| Picture annotation listing |
-- -- --
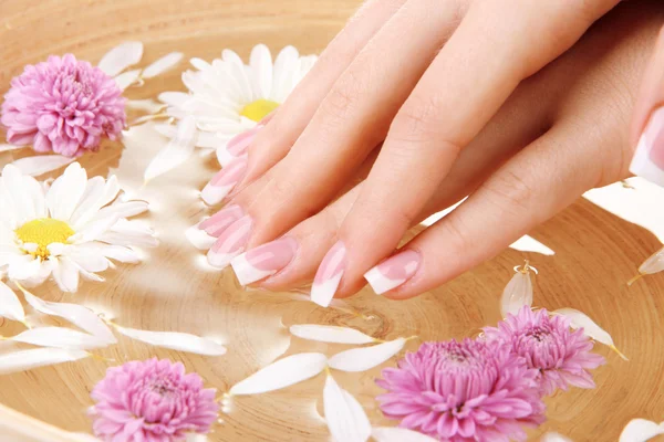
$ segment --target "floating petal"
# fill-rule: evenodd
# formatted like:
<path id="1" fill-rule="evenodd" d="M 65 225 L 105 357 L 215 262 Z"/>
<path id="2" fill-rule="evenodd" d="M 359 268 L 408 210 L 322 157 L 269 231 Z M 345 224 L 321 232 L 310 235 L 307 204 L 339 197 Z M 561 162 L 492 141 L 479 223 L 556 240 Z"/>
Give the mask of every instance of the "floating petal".
<path id="1" fill-rule="evenodd" d="M 143 43 L 126 42 L 106 52 L 97 67 L 108 76 L 115 76 L 127 67 L 137 64 L 142 57 Z"/>
<path id="2" fill-rule="evenodd" d="M 660 434 L 664 434 L 664 423 L 632 419 L 620 434 L 619 442 L 645 442 Z"/>
<path id="3" fill-rule="evenodd" d="M 144 175 L 145 181 L 147 182 L 185 162 L 194 152 L 195 146 L 196 118 L 187 116 L 178 123 L 175 137 L 170 139 L 168 145 L 147 166 Z"/>
<path id="4" fill-rule="evenodd" d="M 323 407 L 335 442 L 365 442 L 371 436 L 371 423 L 362 406 L 330 375 L 323 389 Z"/>
<path id="5" fill-rule="evenodd" d="M 279 359 L 236 383 L 230 394 L 256 394 L 279 390 L 309 378 L 325 369 L 328 357 L 321 352 L 301 352 Z"/>
<path id="6" fill-rule="evenodd" d="M 371 435 L 376 442 L 436 442 L 436 439 L 426 434 L 397 427 L 377 427 Z"/>
<path id="7" fill-rule="evenodd" d="M 332 325 L 292 325 L 290 333 L 299 338 L 334 344 L 371 344 L 375 339 L 360 330 Z"/>
<path id="8" fill-rule="evenodd" d="M 60 169 L 61 167 L 73 162 L 75 159 L 76 158 L 70 158 L 62 155 L 37 155 L 34 157 L 17 159 L 12 165 L 18 167 L 23 175 L 39 177 L 40 175 Z"/>
<path id="9" fill-rule="evenodd" d="M 178 332 L 148 332 L 135 328 L 125 328 L 113 325 L 115 329 L 132 339 L 151 344 L 156 347 L 170 348 L 172 350 L 195 352 L 206 356 L 221 356 L 226 354 L 226 347 L 211 339 L 201 338 L 188 333 Z"/>
<path id="10" fill-rule="evenodd" d="M 570 319 L 570 326 L 572 328 L 583 328 L 583 334 L 591 339 L 596 340 L 598 343 L 602 343 L 605 346 L 609 346 L 613 351 L 615 351 L 621 358 L 627 360 L 627 357 L 620 352 L 620 350 L 613 344 L 613 338 L 606 330 L 596 325 L 594 320 L 592 320 L 588 315 L 575 311 L 573 308 L 559 308 L 552 312 L 554 315 L 561 315 L 568 317 Z"/>
<path id="11" fill-rule="evenodd" d="M 332 356 L 329 365 L 341 371 L 366 371 L 400 352 L 405 344 L 405 338 L 398 338 L 372 347 L 353 348 Z"/>
<path id="12" fill-rule="evenodd" d="M 169 54 L 166 54 L 149 66 L 147 66 L 146 69 L 144 69 L 142 76 L 144 78 L 152 78 L 159 74 L 163 74 L 164 72 L 175 67 L 183 60 L 184 55 L 185 54 L 183 54 L 181 52 L 172 52 Z"/>

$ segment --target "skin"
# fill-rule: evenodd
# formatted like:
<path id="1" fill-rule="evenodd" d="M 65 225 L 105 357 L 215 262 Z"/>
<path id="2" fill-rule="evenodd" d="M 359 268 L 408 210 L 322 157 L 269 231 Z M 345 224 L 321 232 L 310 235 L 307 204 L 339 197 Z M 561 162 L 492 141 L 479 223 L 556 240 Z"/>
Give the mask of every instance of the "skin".
<path id="1" fill-rule="evenodd" d="M 409 227 L 469 194 L 403 245 L 422 263 L 385 295 L 412 297 L 629 175 L 634 139 L 664 98 L 660 55 L 630 143 L 635 92 L 664 22 L 658 1 L 609 13 L 616 1 L 428 3 L 367 2 L 255 139 L 231 201 L 255 220 L 248 245 L 284 233 L 299 243 L 261 286 L 311 280 L 341 239 L 338 296 L 355 293 Z"/>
-- -- --
| EXERCISE |
Please write out the listing above verbatim, line for line, leaving out the pictures.

| RESULT OF THIS EXERCISE |
$ segment --target "floating petal"
# fill-rule: evenodd
# formatted like:
<path id="1" fill-rule="evenodd" d="M 65 225 L 105 357 L 215 262 Z"/>
<path id="2" fill-rule="evenodd" d="M 359 268 L 408 210 L 322 157 L 269 231 Z M 345 224 L 321 232 L 310 235 L 307 204 L 339 197 Z M 561 162 L 492 141 L 479 223 L 556 240 Z"/>
Give the mask of every instance of the "floating petal".
<path id="1" fill-rule="evenodd" d="M 143 43 L 126 42 L 106 52 L 97 67 L 108 76 L 115 76 L 127 67 L 137 64 L 142 57 Z"/>
<path id="2" fill-rule="evenodd" d="M 660 434 L 664 434 L 664 423 L 632 419 L 620 434 L 619 442 L 645 442 Z"/>
<path id="3" fill-rule="evenodd" d="M 144 175 L 145 181 L 147 182 L 185 162 L 194 152 L 195 146 L 196 118 L 187 116 L 178 123 L 175 137 L 170 139 L 168 145 L 147 166 Z"/>
<path id="4" fill-rule="evenodd" d="M 323 407 L 335 442 L 365 442 L 371 436 L 371 423 L 362 406 L 330 375 L 323 389 Z"/>
<path id="5" fill-rule="evenodd" d="M 279 359 L 236 383 L 230 394 L 256 394 L 279 390 L 309 378 L 325 369 L 328 357 L 321 352 L 301 352 Z"/>
<path id="6" fill-rule="evenodd" d="M 371 435 L 376 442 L 436 442 L 436 439 L 426 434 L 397 427 L 377 427 Z"/>
<path id="7" fill-rule="evenodd" d="M 332 325 L 292 325 L 290 333 L 299 338 L 334 344 L 371 344 L 375 339 L 360 330 Z"/>
<path id="8" fill-rule="evenodd" d="M 60 169 L 61 167 L 73 162 L 75 159 L 76 158 L 70 158 L 62 155 L 37 155 L 34 157 L 17 159 L 12 165 L 18 167 L 23 175 L 39 177 L 40 175 Z"/>
<path id="9" fill-rule="evenodd" d="M 178 332 L 148 332 L 135 328 L 125 328 L 113 325 L 115 329 L 132 339 L 151 344 L 156 347 L 170 348 L 172 350 L 195 352 L 206 356 L 221 356 L 226 354 L 226 347 L 211 339 L 201 338 L 188 333 Z"/>
<path id="10" fill-rule="evenodd" d="M 570 319 L 570 326 L 572 328 L 583 328 L 583 334 L 591 339 L 596 340 L 598 343 L 602 343 L 605 346 L 609 346 L 613 351 L 615 351 L 621 358 L 627 360 L 627 357 L 620 352 L 620 350 L 613 344 L 613 338 L 606 330 L 596 325 L 594 320 L 592 320 L 588 315 L 575 311 L 573 308 L 559 308 L 552 312 L 554 315 L 561 315 L 568 317 Z"/>
<path id="11" fill-rule="evenodd" d="M 332 356 L 329 365 L 341 371 L 366 371 L 400 352 L 405 344 L 405 338 L 398 338 L 372 347 L 353 348 Z"/>
<path id="12" fill-rule="evenodd" d="M 169 54 L 166 54 L 149 66 L 147 66 L 146 69 L 144 69 L 142 76 L 144 78 L 152 78 L 159 74 L 163 74 L 164 72 L 175 67 L 183 60 L 184 55 L 185 54 L 183 54 L 181 52 L 172 52 Z"/>

$ segment --target "skin"
# fill-rule: evenodd
# formatted like:
<path id="1" fill-rule="evenodd" d="M 65 225 L 105 357 L 215 262 Z"/>
<path id="2" fill-rule="evenodd" d="M 359 268 L 408 210 L 322 157 L 269 231 Z M 345 224 L 321 232 L 310 235 L 307 204 L 339 197 Z M 561 162 L 492 141 L 479 223 L 556 240 Z"/>
Give the mask of every instance of the "skin".
<path id="1" fill-rule="evenodd" d="M 409 227 L 469 194 L 403 245 L 422 263 L 385 295 L 412 297 L 629 175 L 634 139 L 664 98 L 660 55 L 630 143 L 635 92 L 664 22 L 658 1 L 609 13 L 616 1 L 428 3 L 367 2 L 255 139 L 231 201 L 255 220 L 248 245 L 284 233 L 299 243 L 261 286 L 311 280 L 341 239 L 338 296 L 355 293 Z"/>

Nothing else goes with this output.